PAGE EXCERPT

LU/LA Elevators

A LU/LA elevator with wood interior

A detailed examination of limited-use/limited-access (LU/LA) elevators and reasons for their use rather than traditional solutions

Learning Objectives

After reading this article, you should have learned:
♦ Why LU/LA elevators were de-veloped
♦ Typical sites for LU/LA elevator installations
♦ Differences between standard, residential and LU/LA elevators
♦ Codes and guidelines
♦ Standard and optional features
♦ What the installation process entails
♦ Troubleshooting

The limited-use/limited-access (LU/LA) elevator was developed to provide an additional type of vertical transportation for low-rise buildings. It essentially serves as a middle-of-the-road option between a standard passenger elevator and a vertical platform lift. LU/LA elevators are not designed to be as expensive as a full-size elevator. They are intended to save building space, reduce power consumption and reduce the pit depth or overhead clearances required. LU/LA elevators can also be very cost effective, functional and potentially attractive for accessibility requirements in public buildings.

While they may have the look and feel of full-size passenger elevators, LU/LA units are typically used in public buildings such as schools, libraries, restaurants, low-rise office and commercial buildings, industrial projects, places of worship, department stores, and such private structures as multi- and single-family homes. A LU/LA elevator is smaller than its standard cousin, requires less space and power, and is not required to have Phase II Firefighters’ Service. Full-size passenger elevators range from 25.4 to 55.8 sq. ft., and up to 5500 lb. in capacity and 80 fpm in speed. LU/LA units are limited to 18 sq. ft. in size, 25 ft. of travel, 1400-lb. capacity and a speed of 30 fpm. Many manufacturers in the accessibility industry offer safe and reliable elevator models that are user friendly, attractive and high quality. With different forms of structural configuration, various types of LU/LA elevators can be installed.

Elevator Comparison

LU/LA elevators are required to be designed, manufactured and installed in accordance with the standards of ASME A17.1 Section 5.2 and can meet most state or local codes, bringing the same dependability as a standard passenger elevator. Most utilize a roped-hydraulic drive system; however, winding-drum, counterweighted chain and gearless-traction drives are also allowed.

When comparing a standard passenger elevator to a LU/LA elevator, the biggest differences can be seen in relation to load capacity, size, travel speed and maximum travel distance. The hoistway, pit and overhead clearances, and machine-room requirements can also vary. When comparing a LU/LA elevator to a residential model, differences in size, load capacity, speed, maximum travel distance and stops can be found. There are also restrictions on certain options.

PROVIDED MATERIAL
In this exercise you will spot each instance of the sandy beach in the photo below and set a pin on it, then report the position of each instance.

* * *

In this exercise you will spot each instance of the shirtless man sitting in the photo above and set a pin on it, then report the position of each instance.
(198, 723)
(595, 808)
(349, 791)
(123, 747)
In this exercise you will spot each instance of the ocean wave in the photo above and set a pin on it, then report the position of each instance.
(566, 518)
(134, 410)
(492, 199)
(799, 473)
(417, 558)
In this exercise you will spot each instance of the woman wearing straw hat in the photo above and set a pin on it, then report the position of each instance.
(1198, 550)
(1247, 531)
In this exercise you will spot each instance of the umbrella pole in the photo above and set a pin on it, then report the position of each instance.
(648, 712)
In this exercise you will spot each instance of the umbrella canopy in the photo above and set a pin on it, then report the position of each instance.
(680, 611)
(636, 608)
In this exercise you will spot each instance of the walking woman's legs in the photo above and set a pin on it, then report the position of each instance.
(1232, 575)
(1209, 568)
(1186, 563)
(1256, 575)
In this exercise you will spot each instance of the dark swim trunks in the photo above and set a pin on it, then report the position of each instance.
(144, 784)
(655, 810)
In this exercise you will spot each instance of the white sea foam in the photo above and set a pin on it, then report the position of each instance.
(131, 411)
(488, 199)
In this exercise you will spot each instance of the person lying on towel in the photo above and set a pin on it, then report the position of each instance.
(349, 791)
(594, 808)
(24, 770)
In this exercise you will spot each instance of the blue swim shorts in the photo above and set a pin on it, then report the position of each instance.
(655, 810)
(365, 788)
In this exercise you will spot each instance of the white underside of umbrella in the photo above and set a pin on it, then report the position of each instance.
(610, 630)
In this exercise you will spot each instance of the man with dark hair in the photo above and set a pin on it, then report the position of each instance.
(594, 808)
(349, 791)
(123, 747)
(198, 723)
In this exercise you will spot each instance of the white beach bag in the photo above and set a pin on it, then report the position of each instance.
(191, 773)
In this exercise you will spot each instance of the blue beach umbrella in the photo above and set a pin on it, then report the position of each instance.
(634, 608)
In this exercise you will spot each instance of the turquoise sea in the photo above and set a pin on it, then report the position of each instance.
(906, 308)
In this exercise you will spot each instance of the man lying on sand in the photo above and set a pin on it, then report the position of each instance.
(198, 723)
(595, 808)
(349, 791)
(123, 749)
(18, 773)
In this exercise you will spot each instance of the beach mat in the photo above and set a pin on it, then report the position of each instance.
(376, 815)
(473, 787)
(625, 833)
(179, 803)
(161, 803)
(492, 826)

==

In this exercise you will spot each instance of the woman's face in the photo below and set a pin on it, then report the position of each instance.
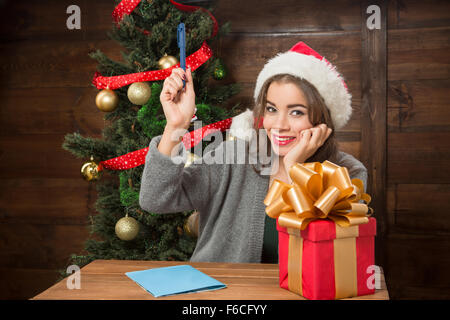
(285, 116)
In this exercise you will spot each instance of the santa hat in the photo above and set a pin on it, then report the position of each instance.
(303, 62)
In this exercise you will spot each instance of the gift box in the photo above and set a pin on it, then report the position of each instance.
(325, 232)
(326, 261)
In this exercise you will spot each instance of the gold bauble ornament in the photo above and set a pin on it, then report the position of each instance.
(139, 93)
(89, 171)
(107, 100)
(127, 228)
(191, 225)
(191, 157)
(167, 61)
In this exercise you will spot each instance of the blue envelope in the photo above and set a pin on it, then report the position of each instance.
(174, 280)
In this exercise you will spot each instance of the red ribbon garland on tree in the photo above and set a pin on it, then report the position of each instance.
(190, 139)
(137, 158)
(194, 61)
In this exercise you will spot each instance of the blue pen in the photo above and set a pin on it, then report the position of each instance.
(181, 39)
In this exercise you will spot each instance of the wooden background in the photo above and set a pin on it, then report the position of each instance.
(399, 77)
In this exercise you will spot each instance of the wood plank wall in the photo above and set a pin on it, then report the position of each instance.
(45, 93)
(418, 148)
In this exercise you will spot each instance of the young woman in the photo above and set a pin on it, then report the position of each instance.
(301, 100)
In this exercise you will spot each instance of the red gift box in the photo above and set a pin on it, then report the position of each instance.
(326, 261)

STATED PROBLEM 1
Using the LU/LA elevator article, answer each of the following:
(a) What is the maximum travel distance for LU/LA units?
(b) Which standard and section must LU/LA elevators be designed, manufactured and installed in accordance with?
(c) What firefighters' service are LU/LA elevators not required to have?
STATED PROBLEM 2
Rewrite the LU/LA elevator article from "When comparing a standard" to "on certain options.", changing "biggest" to "largest".

EXERCISE ANSWER 1
(a) 25 ft.
(b) ASME A17.1 Section 5.2
(c) Phase II Firefighters' Service

EXERCISE ANSWER 2
When comparing a standard passenger elevator to a LU/LA elevator, the largest differences can be seen in relation to load capacity, size, travel speed and maximum travel distance. The hoistway, pit and overhead clearances, and machine-room requirements can also vary. When comparing a LU/LA elevator to a residential model, differences in size, load capacity, speed, maximum travel distance and stops can be found. There are also restrictions on certain options.